** SET EXERCISE **
Find every line in the listing below that contains the word "cabinet" and copy each of those lines out in full. Treat uppercase and lowercase as different.

** DATASET RECORDS **
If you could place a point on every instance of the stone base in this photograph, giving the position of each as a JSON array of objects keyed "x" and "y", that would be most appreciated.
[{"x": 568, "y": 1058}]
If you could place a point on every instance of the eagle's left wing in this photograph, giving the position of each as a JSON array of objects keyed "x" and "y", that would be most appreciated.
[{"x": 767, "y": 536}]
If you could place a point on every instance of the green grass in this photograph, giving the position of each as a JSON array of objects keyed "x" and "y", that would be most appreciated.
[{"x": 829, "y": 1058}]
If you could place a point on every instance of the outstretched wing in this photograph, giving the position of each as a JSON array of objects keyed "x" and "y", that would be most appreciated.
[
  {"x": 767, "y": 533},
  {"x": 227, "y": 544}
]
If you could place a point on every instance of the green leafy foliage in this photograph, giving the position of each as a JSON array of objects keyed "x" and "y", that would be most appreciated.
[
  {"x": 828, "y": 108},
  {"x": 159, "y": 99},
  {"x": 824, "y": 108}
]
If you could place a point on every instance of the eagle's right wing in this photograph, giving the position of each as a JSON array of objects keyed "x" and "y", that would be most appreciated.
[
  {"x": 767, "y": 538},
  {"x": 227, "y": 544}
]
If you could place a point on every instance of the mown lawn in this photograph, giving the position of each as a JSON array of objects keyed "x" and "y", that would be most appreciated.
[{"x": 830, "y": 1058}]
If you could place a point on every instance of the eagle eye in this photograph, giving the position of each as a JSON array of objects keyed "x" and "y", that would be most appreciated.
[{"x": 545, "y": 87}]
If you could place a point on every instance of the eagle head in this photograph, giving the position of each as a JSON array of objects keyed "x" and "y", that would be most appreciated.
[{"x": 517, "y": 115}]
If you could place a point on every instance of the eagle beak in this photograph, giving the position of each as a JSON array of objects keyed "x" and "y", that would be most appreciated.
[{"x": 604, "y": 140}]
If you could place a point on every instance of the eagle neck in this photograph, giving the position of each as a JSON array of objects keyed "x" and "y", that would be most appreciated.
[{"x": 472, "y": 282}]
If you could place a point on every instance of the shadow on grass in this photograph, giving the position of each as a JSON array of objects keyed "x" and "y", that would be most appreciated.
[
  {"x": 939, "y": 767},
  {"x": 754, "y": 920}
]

---

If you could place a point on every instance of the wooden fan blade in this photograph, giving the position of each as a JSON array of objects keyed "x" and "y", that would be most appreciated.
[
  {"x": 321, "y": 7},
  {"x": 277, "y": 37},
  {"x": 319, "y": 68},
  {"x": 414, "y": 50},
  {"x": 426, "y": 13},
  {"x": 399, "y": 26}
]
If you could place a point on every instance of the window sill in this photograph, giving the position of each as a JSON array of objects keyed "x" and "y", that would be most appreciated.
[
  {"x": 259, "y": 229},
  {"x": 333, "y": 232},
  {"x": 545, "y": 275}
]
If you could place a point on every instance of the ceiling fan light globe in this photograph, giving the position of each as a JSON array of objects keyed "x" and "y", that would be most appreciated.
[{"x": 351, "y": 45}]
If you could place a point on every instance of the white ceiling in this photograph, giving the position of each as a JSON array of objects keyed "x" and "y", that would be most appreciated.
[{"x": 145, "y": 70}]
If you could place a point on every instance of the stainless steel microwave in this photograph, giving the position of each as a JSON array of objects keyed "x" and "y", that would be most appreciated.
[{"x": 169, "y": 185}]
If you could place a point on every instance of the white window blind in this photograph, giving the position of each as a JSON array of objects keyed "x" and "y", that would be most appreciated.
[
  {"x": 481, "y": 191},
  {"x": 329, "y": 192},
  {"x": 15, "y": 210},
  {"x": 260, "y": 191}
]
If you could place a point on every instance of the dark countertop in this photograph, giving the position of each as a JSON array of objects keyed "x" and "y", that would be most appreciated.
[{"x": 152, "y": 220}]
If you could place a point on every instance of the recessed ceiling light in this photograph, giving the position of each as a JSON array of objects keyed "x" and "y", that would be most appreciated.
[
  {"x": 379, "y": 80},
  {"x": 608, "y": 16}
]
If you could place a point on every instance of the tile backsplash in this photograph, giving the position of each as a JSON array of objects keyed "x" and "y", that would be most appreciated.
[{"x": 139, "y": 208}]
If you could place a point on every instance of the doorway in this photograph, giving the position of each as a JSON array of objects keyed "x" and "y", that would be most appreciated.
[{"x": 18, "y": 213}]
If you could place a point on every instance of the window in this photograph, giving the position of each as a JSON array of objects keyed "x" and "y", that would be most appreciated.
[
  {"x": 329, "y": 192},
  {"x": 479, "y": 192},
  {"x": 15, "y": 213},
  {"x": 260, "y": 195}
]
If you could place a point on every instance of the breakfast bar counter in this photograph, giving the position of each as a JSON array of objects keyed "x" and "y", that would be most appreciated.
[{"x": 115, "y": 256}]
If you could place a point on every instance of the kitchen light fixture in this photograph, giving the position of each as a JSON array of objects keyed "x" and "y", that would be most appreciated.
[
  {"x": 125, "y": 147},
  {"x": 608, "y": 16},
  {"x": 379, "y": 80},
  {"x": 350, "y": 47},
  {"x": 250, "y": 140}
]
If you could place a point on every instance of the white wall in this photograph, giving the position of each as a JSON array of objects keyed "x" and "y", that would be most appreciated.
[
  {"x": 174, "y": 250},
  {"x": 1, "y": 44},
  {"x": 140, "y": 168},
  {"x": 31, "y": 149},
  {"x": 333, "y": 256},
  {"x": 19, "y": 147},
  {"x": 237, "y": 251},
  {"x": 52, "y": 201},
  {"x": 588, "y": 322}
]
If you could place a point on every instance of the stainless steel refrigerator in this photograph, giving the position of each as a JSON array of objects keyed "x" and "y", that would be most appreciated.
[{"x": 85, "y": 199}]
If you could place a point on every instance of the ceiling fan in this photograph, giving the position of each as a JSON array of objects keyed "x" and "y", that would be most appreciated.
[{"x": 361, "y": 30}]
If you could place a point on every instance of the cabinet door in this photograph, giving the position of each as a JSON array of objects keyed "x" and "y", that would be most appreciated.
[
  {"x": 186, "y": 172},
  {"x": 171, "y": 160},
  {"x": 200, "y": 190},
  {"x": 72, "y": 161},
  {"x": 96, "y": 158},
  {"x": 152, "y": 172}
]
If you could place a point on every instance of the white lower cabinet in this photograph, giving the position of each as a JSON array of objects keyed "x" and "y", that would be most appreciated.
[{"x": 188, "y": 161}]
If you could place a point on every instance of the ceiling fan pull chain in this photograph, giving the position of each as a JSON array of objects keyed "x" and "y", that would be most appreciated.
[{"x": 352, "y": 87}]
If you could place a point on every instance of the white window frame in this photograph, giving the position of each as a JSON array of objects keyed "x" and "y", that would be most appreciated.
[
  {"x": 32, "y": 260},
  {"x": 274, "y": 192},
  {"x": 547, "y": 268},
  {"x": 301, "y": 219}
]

** COMPLETED TASK **
If you could place a point on every instance of the cabinet door in this photograph, giving the position of each as a JSON array of objects keyed "x" and "y", that would be most appreciated.
If you could place a point on every instance of the white lower cabinet in this photograph, giving the position of each as a JSON array of objects keyed "x" and "y", that would be most appreciated.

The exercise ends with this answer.